Rewrite the items below with every "Locate" switched to "Mark", keeping everything else the same and leaving the pictures out.

━━━ DATA LINES ━━━

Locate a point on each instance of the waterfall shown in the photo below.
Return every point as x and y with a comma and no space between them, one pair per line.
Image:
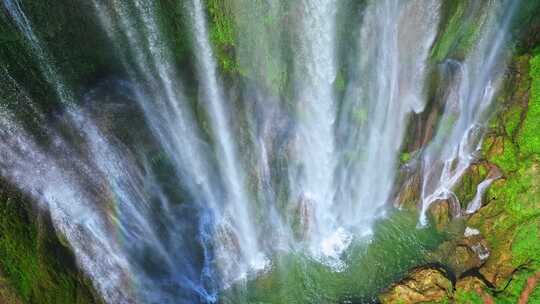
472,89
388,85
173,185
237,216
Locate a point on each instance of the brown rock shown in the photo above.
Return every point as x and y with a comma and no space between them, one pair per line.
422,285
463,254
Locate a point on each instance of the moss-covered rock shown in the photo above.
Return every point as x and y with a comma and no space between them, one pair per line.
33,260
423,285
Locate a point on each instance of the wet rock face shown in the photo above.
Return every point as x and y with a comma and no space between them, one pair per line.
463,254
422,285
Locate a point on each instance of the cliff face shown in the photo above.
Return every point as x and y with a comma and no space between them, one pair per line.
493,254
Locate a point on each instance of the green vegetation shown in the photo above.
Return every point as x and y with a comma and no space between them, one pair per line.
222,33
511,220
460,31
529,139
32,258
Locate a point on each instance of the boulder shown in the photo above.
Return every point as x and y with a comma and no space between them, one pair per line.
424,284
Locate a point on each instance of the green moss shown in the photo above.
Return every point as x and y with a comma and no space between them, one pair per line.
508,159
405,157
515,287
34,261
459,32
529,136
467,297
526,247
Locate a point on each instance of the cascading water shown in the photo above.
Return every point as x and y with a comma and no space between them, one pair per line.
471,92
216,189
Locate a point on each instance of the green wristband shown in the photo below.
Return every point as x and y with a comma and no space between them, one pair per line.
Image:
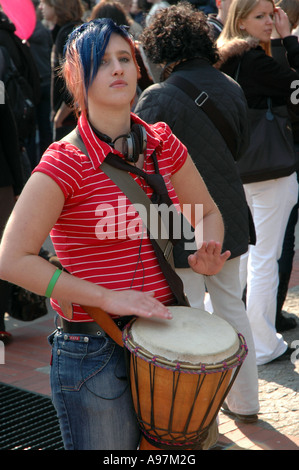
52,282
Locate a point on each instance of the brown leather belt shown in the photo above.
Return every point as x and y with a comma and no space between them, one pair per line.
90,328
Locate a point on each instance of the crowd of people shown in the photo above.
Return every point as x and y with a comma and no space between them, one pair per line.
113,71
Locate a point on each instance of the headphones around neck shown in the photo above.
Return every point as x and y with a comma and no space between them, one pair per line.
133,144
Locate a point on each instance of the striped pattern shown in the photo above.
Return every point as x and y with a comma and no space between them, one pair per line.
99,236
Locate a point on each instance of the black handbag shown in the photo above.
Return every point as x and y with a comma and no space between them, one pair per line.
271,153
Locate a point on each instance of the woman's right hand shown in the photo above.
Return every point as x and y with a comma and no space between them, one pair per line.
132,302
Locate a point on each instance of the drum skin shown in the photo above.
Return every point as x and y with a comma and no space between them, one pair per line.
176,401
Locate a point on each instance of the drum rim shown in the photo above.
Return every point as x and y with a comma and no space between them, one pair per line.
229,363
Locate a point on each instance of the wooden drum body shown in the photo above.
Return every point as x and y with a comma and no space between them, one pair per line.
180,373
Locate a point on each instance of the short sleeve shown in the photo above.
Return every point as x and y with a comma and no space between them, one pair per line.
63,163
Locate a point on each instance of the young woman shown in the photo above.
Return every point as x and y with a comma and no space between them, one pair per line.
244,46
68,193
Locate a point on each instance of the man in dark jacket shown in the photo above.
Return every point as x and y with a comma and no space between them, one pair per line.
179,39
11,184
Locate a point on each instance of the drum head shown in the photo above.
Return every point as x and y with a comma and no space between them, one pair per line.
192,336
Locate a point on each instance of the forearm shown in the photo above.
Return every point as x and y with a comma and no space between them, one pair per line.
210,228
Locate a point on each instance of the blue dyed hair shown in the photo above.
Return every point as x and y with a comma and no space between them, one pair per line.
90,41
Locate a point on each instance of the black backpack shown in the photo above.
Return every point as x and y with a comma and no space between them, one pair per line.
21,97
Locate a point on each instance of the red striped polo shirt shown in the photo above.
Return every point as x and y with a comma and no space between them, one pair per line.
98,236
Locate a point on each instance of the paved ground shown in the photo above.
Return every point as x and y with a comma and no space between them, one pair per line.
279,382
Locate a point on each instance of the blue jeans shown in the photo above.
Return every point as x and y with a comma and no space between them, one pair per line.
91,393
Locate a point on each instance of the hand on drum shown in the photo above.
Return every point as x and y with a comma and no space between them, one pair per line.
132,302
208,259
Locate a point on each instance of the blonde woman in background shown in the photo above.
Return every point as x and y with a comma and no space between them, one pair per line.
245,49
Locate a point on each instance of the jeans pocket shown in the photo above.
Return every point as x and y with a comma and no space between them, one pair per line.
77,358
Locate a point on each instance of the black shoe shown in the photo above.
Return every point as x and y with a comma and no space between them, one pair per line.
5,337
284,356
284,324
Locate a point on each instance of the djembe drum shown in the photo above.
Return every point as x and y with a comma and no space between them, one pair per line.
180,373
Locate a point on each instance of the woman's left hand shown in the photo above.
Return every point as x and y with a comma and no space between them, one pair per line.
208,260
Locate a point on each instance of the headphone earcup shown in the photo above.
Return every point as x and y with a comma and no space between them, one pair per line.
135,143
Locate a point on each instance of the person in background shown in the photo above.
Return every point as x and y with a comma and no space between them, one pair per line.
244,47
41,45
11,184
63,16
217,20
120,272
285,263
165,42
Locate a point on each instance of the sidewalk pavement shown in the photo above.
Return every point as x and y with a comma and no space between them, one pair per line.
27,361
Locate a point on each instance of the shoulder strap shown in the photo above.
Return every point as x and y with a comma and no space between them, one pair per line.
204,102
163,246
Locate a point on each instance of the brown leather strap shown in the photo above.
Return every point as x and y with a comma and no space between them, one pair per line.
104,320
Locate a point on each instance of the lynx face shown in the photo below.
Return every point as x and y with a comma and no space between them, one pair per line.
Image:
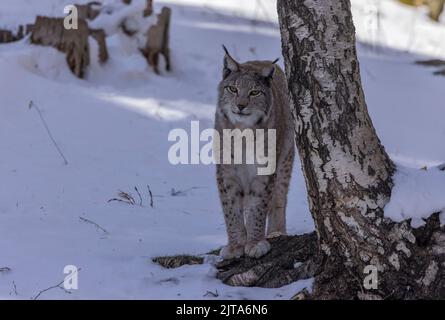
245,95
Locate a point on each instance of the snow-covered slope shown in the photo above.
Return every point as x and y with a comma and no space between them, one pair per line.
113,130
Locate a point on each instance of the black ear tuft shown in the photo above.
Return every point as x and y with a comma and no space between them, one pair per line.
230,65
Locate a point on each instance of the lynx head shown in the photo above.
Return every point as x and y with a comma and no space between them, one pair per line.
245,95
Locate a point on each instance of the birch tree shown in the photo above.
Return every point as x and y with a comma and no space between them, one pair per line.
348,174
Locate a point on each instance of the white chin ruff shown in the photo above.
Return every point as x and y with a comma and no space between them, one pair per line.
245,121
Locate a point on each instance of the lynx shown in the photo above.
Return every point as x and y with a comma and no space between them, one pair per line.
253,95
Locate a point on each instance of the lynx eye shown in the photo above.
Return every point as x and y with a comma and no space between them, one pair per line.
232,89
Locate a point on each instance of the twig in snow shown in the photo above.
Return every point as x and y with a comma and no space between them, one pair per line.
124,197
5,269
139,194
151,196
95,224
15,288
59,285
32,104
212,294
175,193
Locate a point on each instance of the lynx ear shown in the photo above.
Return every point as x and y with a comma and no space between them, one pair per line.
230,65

━━━

SOLUTION TO THIS EXERCISE
Mark a point on each instance of the waterfall shown in the photo below.
Return every point as x and y with a comma and no space between them, one pair per line.
Image:
472,89
388,85
173,185
237,216
Mark a point on each instance of the brown rock shown in the photo above.
Return every point as x and y with a comma and no space between them, one pair per line.
422,285
463,254
Mark a point on each instance of the moss-covered rock shown in the photo above.
Return every point as x and y with a comma and no space between them, one pair per line.
33,260
423,285
Mark a point on each instance of the wet rock face shown in the photo above.
Return every point as x and y with a comma and no space between them, one pair per line.
463,254
422,285
Mark a point on each instance of the cliff face shown in the photo above.
Return every point as x and y with a comma and no space between them, one pair per line.
493,254
Mark a point on each instance of the green vegetation shown in the photo above.
Return every point as x and y with a comma and no space between them, one pair per line.
222,33
511,220
460,31
529,139
32,258
Mark a point on each instance of the boulder shown in the photo above.
Return every point as x and y with a comma and no space between them, one pair per line.
424,284
Mark a point on each instance of the green moss shown in the photo above.
Return every point as x and y with a comma and no space between them, one pair per line.
508,159
405,157
515,287
34,261
459,32
529,136
467,297
526,247
Mark a point on each instance of the cascading water shown in the photo above.
Return every point as x and y with a comma and no space between them, one pair per line.
471,92
216,189
Mark a point on each instance of the green wristband shown in the photo below.
Return every point as x and y with a comma and no space between them, one pair per line.
Image:
52,282
Mark a point on each instance of the brown leather belt shown in the photo above.
Return every point as x and y with a comma and no space between them, one pair per line.
90,328
Mark a point on each instance of the crowd of people shown in the photo above.
Return every point as x and y with a comma and no space between them, one pair per line.
113,71
Mark a point on each instance of the headphones around neck shown in the photo above.
Return every point as x and y with a comma and no space between them, one pair per line.
133,144
Mark a point on each instance of the striped pattern shown in the photo above.
Return every point as x and y with a comma and no space between them, one pair per line.
99,236
Mark a point on each instance of the black handbag shown in the photo above.
Return every point as x and y with a comma and no space between them, one pair per line.
271,153
Mark a point on each instance of the woman's right hand shown in the photo above.
Return every point as x and y with a comma and no space between them, one pair per line.
132,302
Mark a point on each instance of the drum skin shown in the photo above.
Return every point as x and y with a comma and no space between them, one pair per line.
176,401
Mark a point on each instance of the drum rim shown in the photo above.
Return every point as x and y with a comma and no space between them, one pair per line.
229,363
Mark a point on each instance of the wooden drum body shown in the photo above.
Return every point as x and y with a comma and no space between them, one pair per line.
180,373
Mark a point on each instance of the short sleeve shown in the photo above.
Return every point as x and y with a comma and no space between them, one pair per line.
63,163
Mark a point on each instance of the young woman shown in the photo above.
Return every point as x and y with a comma and no space between them, one pair per line.
244,46
68,193
Mark a point on each instance of the man in dark jacket shown in the photo above.
Return every point as x and y with a comma and no space between them, one pair per line.
179,39
11,184
Mark a point on each instance of the drum head shown in the photo above.
Return every point as x and y with a comma and no space between them, one pair per line.
192,336
Mark a point on each instance of the forearm shown in the photo above.
Return every point as x and y with a comma and no space between them, one pair per line.
210,228
Mark a point on each instance of the blue dyed hair shown in the photo above.
Return every point as x and y with a comma and no space between them, one pair per line.
90,41
Mark a point on each instance of the black backpack shown in the photo above.
Return every point as x and y with a comma and no space between them, one pair per line.
21,97
Mark a point on each instance of the red striped polo shirt shown in the photo above.
Return every point as x and y with a comma and no space between them, one pair per line.
98,236
Mark a point on each instance of the paved ground shown in the photo above.
Return every point as x and y with a comma and no space between them, one pair per line.
279,382
Mark a point on each instance of the blue jeans shown in the photo above.
Return every point as x and y with a comma and no space between them, one pair per line.
91,393
Mark a point on each instance of the hand on drum shown in the photo above.
Return every point as x and y with a comma and no space between them, one pair per line.
132,302
208,259
Mark a point on each instance of the blonde woman in background shown in the photo above.
Return every point as x and y with a comma and no space between them, one pair per line.
245,49
Mark a point on each instance of the jeans pocket shown in the photo above.
Return every point as x and y with a comma and no space between them, one pair per line.
77,358
Mark a point on each instance of the black shoe shown in the photo above.
Return every point as x and y with a comma and no space between them, one pair per line.
5,337
284,356
284,324
Mark a point on each instance of the djembe drum shown in the photo above.
Return every point as x and y with a comma and no space between them, one pair per line.
180,373
Mark a point on each instance of the woman's left hand shown in the photo above.
Return every point as x and y with a comma and no space between them, one pair per line.
208,260
Mark a point on each instance of the headphone earcup shown in the photo above.
Return every point as x and y with a comma and no space between them, one pair per line.
135,143
Mark a point on each instance of the person in background shown in the photo above.
Return every point as x and y with a comma and no space between them, one pair per line.
244,47
41,45
11,184
63,16
217,20
120,272
285,263
165,42
Mark a point on each instance of the sidewalk pavement shown in the photo above.
Return every point as x and y with a comma and no space between them, one pair per line.
27,361
Mark a point on each instance of the shoulder strap shown in the photo above.
Return every point as x and y with a comma and no space between them, one pair per line.
204,102
163,246
Mark a point on each instance of the brown leather strap shown in the photo above.
Return every point as x and y with a comma and no space between them, one pair per line.
104,320
Mark a point on each instance of the lynx face shown in the photo below.
Return every point as x and y with a comma and no space between them, one pair per line.
Image:
245,95
Mark a point on each instance of the snow-covered slope shown in the photo above.
Return every point as x and y with a comma and no space between them, one pair per line.
113,130
Mark a point on each instance of the black ear tuft shown in the photo above.
Return every point as x and y with a comma and no space between them, one pair per line.
230,65
Mark a point on each instance of the lynx head shown in the photo above.
Return every point as x and y with a comma and no space between them, one pair per line.
245,95
Mark a point on each instance of the birch tree shown in the photo above.
Return every point as x and y with a comma and no space between them, one pair per line.
348,174
Mark a point on each instance of the white chin ruff shown in the photo above.
Return every point as x and y with a comma and no space between them, one pair per line.
245,121
Mark a point on each instance of the lynx shown in the photo above.
Return every point as x and y with a comma and no space between them, one pair per line.
253,95
Mark a point on each instance of the lynx eye shown in the photo above.
Return every point as x and y with a comma and no space between them, one pair per line.
232,89
Mark a point on each instance of the twig in snow shown in the photo above.
Return every point as x and y with a comma and no space between them, one pair per line.
124,197
5,269
139,194
151,196
95,224
15,288
59,285
32,104
212,294
175,193
Mark a point on each instance of the lynx ear shown in the photo above.
Return every point as x and y with a comma and no space between them, one pair per line.
230,65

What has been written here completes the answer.